■ What is being asked ■
Return the records, each one exactly as written.

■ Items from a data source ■
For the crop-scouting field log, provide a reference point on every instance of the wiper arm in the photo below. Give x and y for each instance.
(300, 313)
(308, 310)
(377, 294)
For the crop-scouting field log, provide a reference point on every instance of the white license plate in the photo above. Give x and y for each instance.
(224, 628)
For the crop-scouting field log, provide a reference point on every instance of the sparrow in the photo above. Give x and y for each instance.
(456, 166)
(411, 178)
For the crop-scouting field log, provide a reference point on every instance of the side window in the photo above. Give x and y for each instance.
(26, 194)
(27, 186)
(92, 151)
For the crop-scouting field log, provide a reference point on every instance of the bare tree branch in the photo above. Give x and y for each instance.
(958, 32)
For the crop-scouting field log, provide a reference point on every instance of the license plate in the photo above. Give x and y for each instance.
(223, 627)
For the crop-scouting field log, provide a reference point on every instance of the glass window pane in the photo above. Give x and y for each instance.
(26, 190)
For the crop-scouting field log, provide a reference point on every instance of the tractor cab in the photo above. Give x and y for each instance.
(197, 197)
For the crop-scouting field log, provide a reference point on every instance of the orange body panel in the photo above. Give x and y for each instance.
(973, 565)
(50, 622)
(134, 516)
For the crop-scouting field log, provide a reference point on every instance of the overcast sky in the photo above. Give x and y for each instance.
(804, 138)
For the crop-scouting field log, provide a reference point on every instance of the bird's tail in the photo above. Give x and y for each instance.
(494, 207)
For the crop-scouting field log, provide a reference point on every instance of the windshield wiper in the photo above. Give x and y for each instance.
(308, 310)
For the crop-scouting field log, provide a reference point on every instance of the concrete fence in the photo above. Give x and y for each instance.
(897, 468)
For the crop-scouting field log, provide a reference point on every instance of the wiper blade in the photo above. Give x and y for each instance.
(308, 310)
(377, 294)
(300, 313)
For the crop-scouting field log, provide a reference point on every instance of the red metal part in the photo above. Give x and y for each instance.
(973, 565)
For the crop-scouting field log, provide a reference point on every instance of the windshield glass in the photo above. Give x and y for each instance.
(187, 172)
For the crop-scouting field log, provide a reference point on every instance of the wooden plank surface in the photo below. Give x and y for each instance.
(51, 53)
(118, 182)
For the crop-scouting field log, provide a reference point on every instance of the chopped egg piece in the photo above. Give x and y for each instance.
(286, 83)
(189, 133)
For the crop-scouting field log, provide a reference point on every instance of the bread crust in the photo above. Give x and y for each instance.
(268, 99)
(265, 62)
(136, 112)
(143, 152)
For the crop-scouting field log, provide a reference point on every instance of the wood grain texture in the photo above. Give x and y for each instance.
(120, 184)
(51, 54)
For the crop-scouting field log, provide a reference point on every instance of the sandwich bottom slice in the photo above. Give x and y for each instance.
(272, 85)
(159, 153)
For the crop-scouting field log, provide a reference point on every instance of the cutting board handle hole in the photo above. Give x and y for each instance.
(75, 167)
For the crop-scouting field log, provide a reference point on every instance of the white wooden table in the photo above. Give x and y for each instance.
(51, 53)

■ Completed task ■
For the crop-scouting field log, provide a reference point on every instance of the wiper arm in the photo below. Give x and y for each instance.
(300, 313)
(308, 310)
(377, 294)
For the crop-scouting field log, provide a reference point on every instance of the white license plate in the photo above. Give x and y for each instance.
(224, 628)
For the crop-scouting field log, provide a reference point on every instance of the sparrow in the photo above. Give x and y for each instance.
(456, 166)
(411, 178)
For the crop-scouting field log, provide a reference point on every instance of the side window in the photo above. Give x and y for each instance.
(26, 194)
(27, 186)
(92, 151)
For the crop-scouting field log, provide a reference point on every instance of the bare tree branch in the photo above. Give x and y for each instance.
(958, 32)
For the crop-scouting field log, provide a reference point on every instance of the license plate in the photo above. Give x and y for each instance.
(223, 627)
For the crop-scouting field log, provide a reference point on every instance of the glass window pane in the photo above. Give x and y for each instance.
(26, 190)
For the crop-scouting field log, provide a reference point on every instance of the tractor cab in the photo above. Give x and y for each instance.
(197, 197)
For the crop-scouting field log, provide a reference point on every instance of the orange body panel in the photo above. Give x and y for each instance.
(973, 565)
(50, 622)
(134, 516)
For the crop-scouting field log, provide a reference point on every instance of the overcast sky in the photo above. Give x and y for each instance.
(804, 138)
For the crop-scouting field log, provide a reference point on every instance of the bird's tail in the photo above. Give x and y for each instance.
(494, 207)
For the crop-scouting field log, provide a reference point on every instance of the windshield wiper in the photo above. Give x and y for each instance.
(308, 310)
For the crop-scouting field log, provide a reference point on every instance of the concrete fence in the photo above. Give x and y for each instance.
(897, 468)
For the crop-scouting field log, provide a reference point on every instance of the wiper blade in the photo above. Give x and y for each instance.
(308, 310)
(377, 294)
(300, 313)
For the crop-scouting field log, provide a reference point on every instance of the red metal part in the photo above. Give x and y for each instance.
(973, 565)
For the crop-scouting field log, provide a reference point on every instance of the windshield glass in the photo above. Give x and y for each instance.
(187, 172)
For the crop-scouting field log, provide a reference point on every instance of the wooden plank surface in the photo below. Give x and y for each instance.
(51, 53)
(118, 182)
For the crop-scouting field log, provide a reference point on every instance of the chopped egg piece in the photo above. Give x and y for each instance.
(286, 83)
(189, 133)
For the crop-scouting field log, provide a reference point on every instance of the bread crust in the photo above. Give x and y for each instance.
(268, 99)
(265, 62)
(136, 112)
(143, 152)
For the crop-scouting field log, provide a reference point on every instance of the wood grain texture in the photo above. Give x and y for each instance.
(120, 184)
(51, 54)
For the crop-scouting field log, provide a reference point on every instance of the sandwich bottom slice in the photo above. Give x and y for each instance.
(272, 85)
(159, 153)
For the crop-scouting field log, provide a reference point on every instance of the cutting board handle hole in the photo above. Give x and y for each instance.
(75, 167)
For the crop-scouting field log, provide a reference point on every instance of the white wooden table in the photo above. Give x and y for each instance.
(51, 53)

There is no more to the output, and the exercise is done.